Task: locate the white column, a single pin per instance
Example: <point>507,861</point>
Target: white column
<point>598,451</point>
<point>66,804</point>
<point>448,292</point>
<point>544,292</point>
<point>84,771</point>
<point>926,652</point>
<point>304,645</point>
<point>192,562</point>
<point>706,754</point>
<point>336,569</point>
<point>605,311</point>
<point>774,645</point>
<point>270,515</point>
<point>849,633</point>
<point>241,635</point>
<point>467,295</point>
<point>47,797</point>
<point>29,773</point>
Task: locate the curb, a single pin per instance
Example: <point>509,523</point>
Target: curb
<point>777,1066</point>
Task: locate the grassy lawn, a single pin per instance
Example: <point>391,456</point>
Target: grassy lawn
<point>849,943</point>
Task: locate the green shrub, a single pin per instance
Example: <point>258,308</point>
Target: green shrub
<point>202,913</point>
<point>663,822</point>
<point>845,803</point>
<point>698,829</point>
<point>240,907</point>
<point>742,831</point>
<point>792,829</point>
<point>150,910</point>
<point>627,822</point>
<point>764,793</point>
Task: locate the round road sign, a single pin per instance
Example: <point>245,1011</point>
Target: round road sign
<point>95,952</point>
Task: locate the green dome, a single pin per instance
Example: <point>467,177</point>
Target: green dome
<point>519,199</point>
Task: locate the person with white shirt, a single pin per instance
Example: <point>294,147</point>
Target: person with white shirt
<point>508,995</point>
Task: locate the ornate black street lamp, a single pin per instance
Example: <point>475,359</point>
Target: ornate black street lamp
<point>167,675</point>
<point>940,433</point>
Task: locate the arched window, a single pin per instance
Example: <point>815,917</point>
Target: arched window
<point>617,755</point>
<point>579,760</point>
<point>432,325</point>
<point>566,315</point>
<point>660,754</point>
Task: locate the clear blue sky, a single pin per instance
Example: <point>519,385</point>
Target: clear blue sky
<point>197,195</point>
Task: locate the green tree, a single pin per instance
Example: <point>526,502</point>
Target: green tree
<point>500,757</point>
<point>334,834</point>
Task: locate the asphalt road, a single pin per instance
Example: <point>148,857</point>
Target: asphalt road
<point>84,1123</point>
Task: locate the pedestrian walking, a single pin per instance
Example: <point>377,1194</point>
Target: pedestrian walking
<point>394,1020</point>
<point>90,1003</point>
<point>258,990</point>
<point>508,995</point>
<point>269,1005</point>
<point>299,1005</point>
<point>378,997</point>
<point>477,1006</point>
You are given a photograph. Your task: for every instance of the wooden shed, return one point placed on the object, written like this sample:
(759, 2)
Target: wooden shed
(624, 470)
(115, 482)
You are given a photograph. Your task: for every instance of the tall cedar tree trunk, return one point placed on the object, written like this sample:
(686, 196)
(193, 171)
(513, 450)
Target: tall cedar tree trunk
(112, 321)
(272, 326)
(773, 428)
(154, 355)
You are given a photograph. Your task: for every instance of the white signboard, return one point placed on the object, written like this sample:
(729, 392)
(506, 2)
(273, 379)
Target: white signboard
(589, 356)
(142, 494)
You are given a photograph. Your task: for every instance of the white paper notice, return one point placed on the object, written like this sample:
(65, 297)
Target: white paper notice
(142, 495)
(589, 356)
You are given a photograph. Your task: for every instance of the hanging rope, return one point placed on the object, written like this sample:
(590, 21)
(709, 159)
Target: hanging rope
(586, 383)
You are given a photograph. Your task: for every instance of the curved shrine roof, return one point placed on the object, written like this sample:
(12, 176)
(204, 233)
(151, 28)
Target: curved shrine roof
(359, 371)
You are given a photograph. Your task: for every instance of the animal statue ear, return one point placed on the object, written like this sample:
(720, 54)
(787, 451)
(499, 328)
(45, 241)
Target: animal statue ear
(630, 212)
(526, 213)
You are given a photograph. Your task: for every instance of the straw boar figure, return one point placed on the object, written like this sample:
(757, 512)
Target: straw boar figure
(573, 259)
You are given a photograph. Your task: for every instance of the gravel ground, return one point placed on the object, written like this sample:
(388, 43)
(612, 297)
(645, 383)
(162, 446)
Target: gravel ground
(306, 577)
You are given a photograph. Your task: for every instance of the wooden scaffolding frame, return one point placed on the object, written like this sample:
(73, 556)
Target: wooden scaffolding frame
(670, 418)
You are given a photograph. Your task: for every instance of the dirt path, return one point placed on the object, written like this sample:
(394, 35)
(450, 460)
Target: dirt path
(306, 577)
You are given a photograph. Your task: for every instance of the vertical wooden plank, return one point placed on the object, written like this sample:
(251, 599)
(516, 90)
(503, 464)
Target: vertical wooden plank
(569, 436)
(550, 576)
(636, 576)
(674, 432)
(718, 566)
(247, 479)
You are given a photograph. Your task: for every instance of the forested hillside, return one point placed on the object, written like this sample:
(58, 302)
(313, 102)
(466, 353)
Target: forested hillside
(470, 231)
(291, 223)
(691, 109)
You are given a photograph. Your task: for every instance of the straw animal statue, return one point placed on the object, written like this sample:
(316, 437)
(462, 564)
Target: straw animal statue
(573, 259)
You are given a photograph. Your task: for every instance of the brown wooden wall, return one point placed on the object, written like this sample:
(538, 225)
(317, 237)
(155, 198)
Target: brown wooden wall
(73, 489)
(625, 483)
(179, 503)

== == ==

Copy each line exactly, from the line containing "of the animal" down to the last line of the material, and no other lines.

You are given a photograph. Your task: for every instance of the animal statue ear, return one point placed on the object, written like this sample:
(720, 54)
(787, 451)
(499, 328)
(45, 241)
Target: animal statue ear
(630, 212)
(526, 213)
You are given a photograph. Your task: for every instance of the straw boar figure, return one point placed on the object, written like this sample:
(757, 512)
Target: straw boar figure
(573, 259)
You are given a photograph. Your task: for every instance of the gravel ground, return one point placed on the object, written like this sample:
(388, 43)
(612, 297)
(645, 383)
(162, 446)
Target: gravel ground
(306, 577)
You are given a photograph. Your task: for every instance of the wooden scaffolding frame, return one point placed on the object, written like this sample:
(73, 556)
Target: wooden scaffolding frame
(670, 418)
You are given a photograph. Your task: for every instance of the dirt path, return one point placed on the object, written like this sample:
(394, 35)
(450, 460)
Target: dirt path
(306, 577)
You are given a photograph. Your task: for every instance of the vertical wooden plank, return one point placed on the object, written like this sample:
(251, 599)
(516, 90)
(503, 464)
Target: vertical wooden plank
(569, 436)
(550, 576)
(636, 576)
(674, 432)
(718, 566)
(247, 479)
You are given a photograph. Your task: for every instance of the forested hillside, return one point placed on the object, written like this sample:
(58, 302)
(313, 102)
(466, 353)
Target: forested hillside
(470, 231)
(291, 223)
(691, 109)
You are given a photograph. Your task: for every instance of the straw animal statue, return one point placed on the object, written like this sample:
(316, 437)
(462, 564)
Target: straw animal statue
(573, 259)
You are given a photograph. Your task: for every instance of the brown wooden wall, return one point placed on the object, written like this sample:
(538, 225)
(317, 237)
(155, 198)
Target: brown wooden wall
(73, 489)
(625, 483)
(179, 503)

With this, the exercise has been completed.